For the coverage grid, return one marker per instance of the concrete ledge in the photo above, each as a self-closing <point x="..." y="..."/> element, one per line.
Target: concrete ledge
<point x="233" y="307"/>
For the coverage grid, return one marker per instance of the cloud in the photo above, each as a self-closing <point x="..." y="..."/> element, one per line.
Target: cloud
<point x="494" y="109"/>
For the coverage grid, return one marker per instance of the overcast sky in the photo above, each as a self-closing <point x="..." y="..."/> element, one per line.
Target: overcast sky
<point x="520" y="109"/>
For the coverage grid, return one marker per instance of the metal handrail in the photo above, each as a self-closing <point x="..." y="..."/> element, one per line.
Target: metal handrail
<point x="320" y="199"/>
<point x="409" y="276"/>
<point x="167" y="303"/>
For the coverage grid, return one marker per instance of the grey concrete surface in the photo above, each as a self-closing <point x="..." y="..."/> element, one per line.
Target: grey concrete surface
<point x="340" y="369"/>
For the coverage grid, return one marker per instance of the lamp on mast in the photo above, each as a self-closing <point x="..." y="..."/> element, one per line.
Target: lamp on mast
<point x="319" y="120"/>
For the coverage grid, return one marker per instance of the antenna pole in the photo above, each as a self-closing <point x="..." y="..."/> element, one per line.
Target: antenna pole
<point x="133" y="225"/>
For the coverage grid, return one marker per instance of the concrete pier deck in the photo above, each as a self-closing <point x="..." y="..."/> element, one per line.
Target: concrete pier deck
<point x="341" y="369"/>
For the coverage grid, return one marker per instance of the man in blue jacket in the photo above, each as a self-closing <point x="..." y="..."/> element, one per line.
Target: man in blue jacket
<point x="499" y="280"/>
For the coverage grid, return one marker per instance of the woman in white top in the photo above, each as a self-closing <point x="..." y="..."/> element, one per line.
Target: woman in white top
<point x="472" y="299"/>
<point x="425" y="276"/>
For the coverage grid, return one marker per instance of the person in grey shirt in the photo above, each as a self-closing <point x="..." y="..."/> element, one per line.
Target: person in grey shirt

__________

▸ Short task:
Type the material above out again, exactly.

▸ Answer in full:
For the coverage grid, return one marker per instance of the concrete ledge in the photo above, each as a self-closing <point x="..." y="..."/> element, one per line.
Target: concrete ledge
<point x="233" y="307"/>
For the coverage grid, return one marker per instance of the cloud in the photo above, each as a self-closing <point x="..." y="..."/> element, one per line.
Target: cloud
<point x="494" y="109"/>
For the coverage grid, return one marker per instance of the overcast sky in the photo above, each as a self-closing <point x="..." y="..."/> element, one per line.
Target: overcast sky
<point x="520" y="109"/>
For the coverage grid, return one marker per instance of the metal handrail in the photo above, each as a self-closing <point x="..." y="..."/> element, one per line.
Target: metal handrail
<point x="320" y="199"/>
<point x="409" y="276"/>
<point x="167" y="303"/>
For the coverage grid, return one marker per instance of the grey concrete surface in the photo above, each as a self-closing <point x="..." y="..."/> element, one per line.
Target: grey concrete surface
<point x="340" y="369"/>
For the coverage grid, return one marker per instance of the lamp on mast in the photo above, each as a self-closing <point x="..." y="..."/> element, one per line.
Target: lamp on mast
<point x="319" y="120"/>
For the coverage grid, return one marker per instance of the antenna pole in the photo above, each as a self-closing <point x="..." y="..."/> element, one per line.
Target: antenna pole
<point x="133" y="225"/>
For the coverage grid, return one marker per instance of the concrete pier deck in the photo above, each as a self-closing <point x="..." y="..."/> element, one per line.
Target: concrete pier deck
<point x="341" y="369"/>
For the coverage grid, return one marker per instance of the man in blue jacket in the photo above, each as a self-closing <point x="..." y="..."/> element, one per line.
Target: man in blue jacket
<point x="499" y="280"/>
For the coverage grid, return one marker per instance of the woman in white top in the photo above, each as a self-closing <point x="..." y="..."/> element, one per line.
Target: woman in white top
<point x="472" y="299"/>
<point x="425" y="276"/>
For the coverage grid, return one marker per instance of the person in grey shirt in the photo above, each as a self-closing <point x="..." y="..."/> element, one per line.
Target: person in grey shirt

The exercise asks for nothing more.